| 本文 |
------------------------------------------------

シリーズ3作目の『スターフォックスアドベンチャー』がSTGではなくアクションゲームという変わり種であったこと等から、ユーザーはSTGとして発表された本作に「64」の正統な進化版を期待していた。
開発が任天堂ではなくナムコであるという点は一抹の不安要素ではあったものの、ナムコ開発のフライトゲームと言えば広く知られる名作『エースコンバット』シリーズが存在し、本作も『エースコンバット』の開発チームが担当すると事前に告知されていた為、発売前の時点では概ね好意的に受け取られていた。
しかし結論から言ってしまうと、ゲームの出来は「期待外れ」な凡作であり、そればかりか開発の詐称に等しい行為がユーザーの心象を必要以上に悪くしてしまったのである。

**ストーリー
前作『スターフォックスアドベンチャー』の事件から一年後、スターウルフを追い出されたアンドリュー・オイッコニーは、亡き叔父Dr.アンドルフの残党を率いてコーネリア軍に反旗を翻した。年齢の為に引退したペッピー・ヘアに代わり、惑星サウリア((前作『スターフォックスアドベンチャー』では「ダイナソープラネット」と呼ばれていた惑星。))の事件がきっかけで加入したクリスタルを迎え、新生スターフォックスはオイッコニー軍撃破の為に出撃する。しかし、それは謎の生命体「アパロイド」との銀河の命運を賭けた争乱の序章に過ぎなかった…。

------------------------------------------------

| 資料 |
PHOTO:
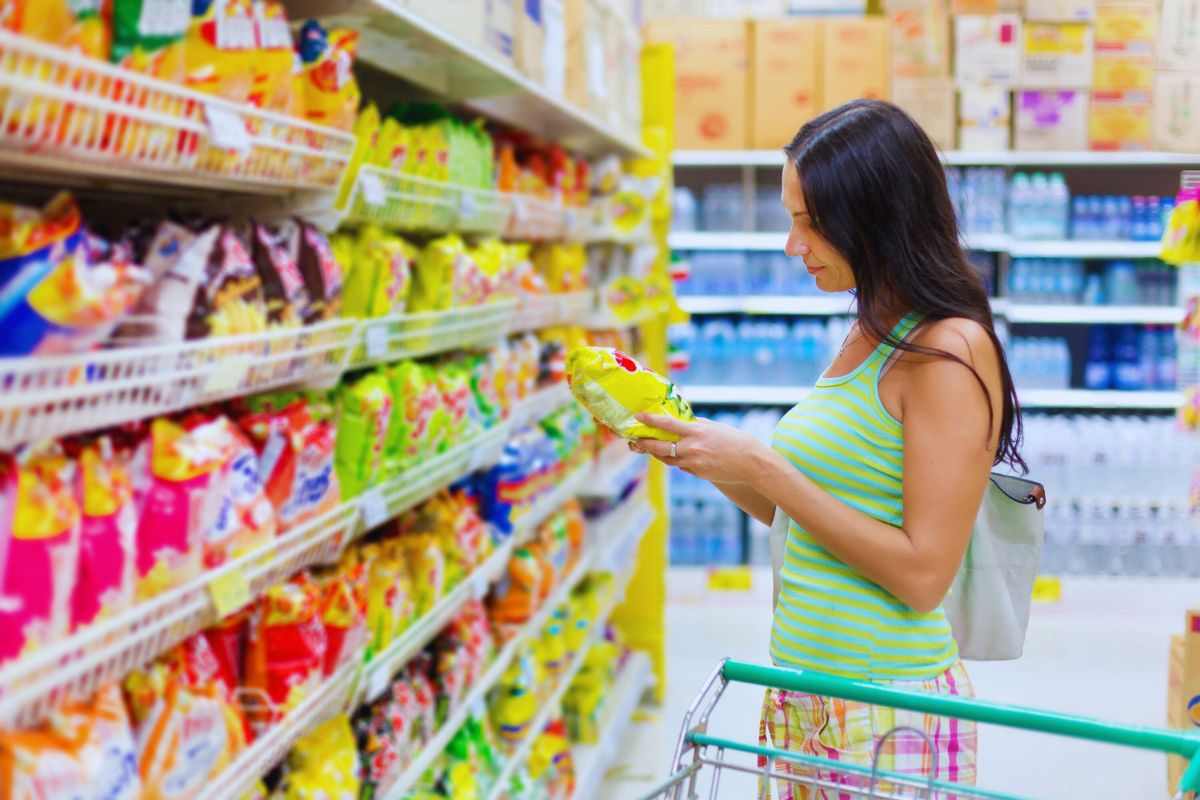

------------------------------------------------

| 課題 A |
本文によると、本作の開発を担当すると事前に告知されていたのはどのチームですか。
| 課題 B |
スターフォックスの新作を紹介する本文を、最後の文に続けて書き進めてください。

| 出力 A |
『エースコンバット』の開発チームです。

| 出力 B |
**評価点(本編)
-ストーリー
--今までのスターフォックスシリーズでは敵は基本的に「軍隊」であったが、今回の敵はそれらとは一風異なる機械生命体「アパロイド」である。マザーを撃破しない限り無限に増殖するという圧倒的な物量に加え、機械と融合しアパロイドに取り込むことも可能という設定を持つ。負ければフォックス達どころか全宇宙がアパロイドに支配されてしまう為、全編に渡って暗く、シリアスな物語が展開される。
--この手の生命体が登場する作品としてやるべき展開、即ち仲間の乗った機体を撃たねばならない葛藤や、新型兵器が敵に取り込まれる展開、強大な敵を前に敵味方の枠を超えて協力体制が起こる展開、仲間を切り捨てながら元凶の撃破へと向かう展開などは概ね押さえており、やや使い古された感はあるものの王道的で熱いシナリオとなっている。
--その一方でこの手の生命体との戦いを描いたSFは悪く言えばありがちで、特にSTGファンにとっては『R-Type』の「バイド」や『レイフォース』の「Con-Human」等思い当たる節が多い。最近の作品では「機動戦士ガンダム00」に登場した「ELS」等もこの範疇に当たる。こういったやり尽くされた展開をスターフォックスでやる必要があったのか、という点については疑問が挙がっている。
---機械生命体アパロイドはナムコの過去作『ギャラクシアン』へのオマージュであると明かされている為、開発者の自己満足だと批判する声も。

-美麗なグラフィック
--GCの中では最高峰のグラフィックを実現している。特に序盤、惑星フォーチュナー宙域での艦隊戦の表現は素晴らしい。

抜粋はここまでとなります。